** start Data supplied **

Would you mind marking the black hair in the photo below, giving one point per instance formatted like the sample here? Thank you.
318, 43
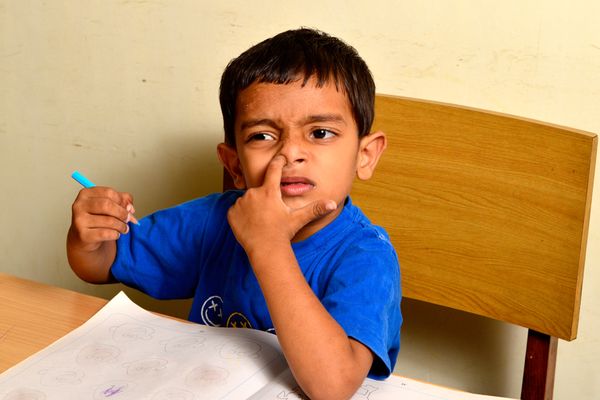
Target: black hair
300, 54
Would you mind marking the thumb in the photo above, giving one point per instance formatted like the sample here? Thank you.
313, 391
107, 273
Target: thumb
315, 210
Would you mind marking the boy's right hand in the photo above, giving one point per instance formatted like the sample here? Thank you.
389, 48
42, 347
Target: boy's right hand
99, 214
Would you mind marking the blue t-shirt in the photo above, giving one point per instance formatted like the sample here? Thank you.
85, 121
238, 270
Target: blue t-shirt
190, 251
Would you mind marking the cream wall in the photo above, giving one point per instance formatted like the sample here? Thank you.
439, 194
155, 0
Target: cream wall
126, 92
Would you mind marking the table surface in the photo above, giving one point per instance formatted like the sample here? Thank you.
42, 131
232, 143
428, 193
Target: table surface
33, 315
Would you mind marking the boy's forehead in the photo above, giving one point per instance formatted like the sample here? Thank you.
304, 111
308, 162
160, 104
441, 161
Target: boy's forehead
269, 96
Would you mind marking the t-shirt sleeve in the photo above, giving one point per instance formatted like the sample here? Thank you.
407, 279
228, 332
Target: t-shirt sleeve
162, 256
363, 295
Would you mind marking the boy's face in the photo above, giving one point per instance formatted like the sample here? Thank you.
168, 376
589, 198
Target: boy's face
312, 127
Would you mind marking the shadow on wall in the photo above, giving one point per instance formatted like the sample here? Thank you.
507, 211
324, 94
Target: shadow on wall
434, 337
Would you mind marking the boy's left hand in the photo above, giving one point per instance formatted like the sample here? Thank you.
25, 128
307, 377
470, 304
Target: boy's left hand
261, 219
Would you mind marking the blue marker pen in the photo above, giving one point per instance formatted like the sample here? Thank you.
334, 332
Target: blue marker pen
86, 183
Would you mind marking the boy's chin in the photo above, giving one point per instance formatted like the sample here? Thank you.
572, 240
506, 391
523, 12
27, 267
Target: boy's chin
296, 202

** end Data supplied **

**Problem description**
Copy the items word for word, starting at the line that contains "Would you mind marking the boy's forehead" and ending with the last line of the items.

**Result for this exercise**
Would you mind marking the boy's forehead in the photo above, giving one point per instance formatted like the sample here? Thank you.
304, 111
308, 162
160, 104
441, 161
Target: boy's forehead
269, 96
Would you mind marking the t-shirt sleeve in the photo above, giving one point per instance formatted like the sample here? Thank you.
407, 279
228, 332
Target: t-shirt sleeve
162, 256
363, 295
Would you mind marking the boy's face in the photo above, giving one point per instance formatted like the sample here? Thank you.
168, 376
589, 198
Target: boy's face
312, 127
Would you mind marking the shadow on wall in the photo above, giving one point per instance formatted like the sample here? Thank you.
507, 211
324, 94
Target: shadow on wall
434, 337
Would you mind marking the boy's left hand in the photo above, giving one point per instance formatted like the sample here? Thank you.
25, 128
307, 377
470, 304
Target: boy's left hand
261, 219
Would you mind marking the blue marker pen in the photo above, giving one point per instance formatted like the sample here? Thank you.
334, 332
Target: blue marker pen
86, 183
Would you mind marking the boy's chin in the photo above, giving one point per instance formatted like the sample here? Thank you.
572, 240
506, 391
523, 12
27, 267
Target: boy's chin
296, 202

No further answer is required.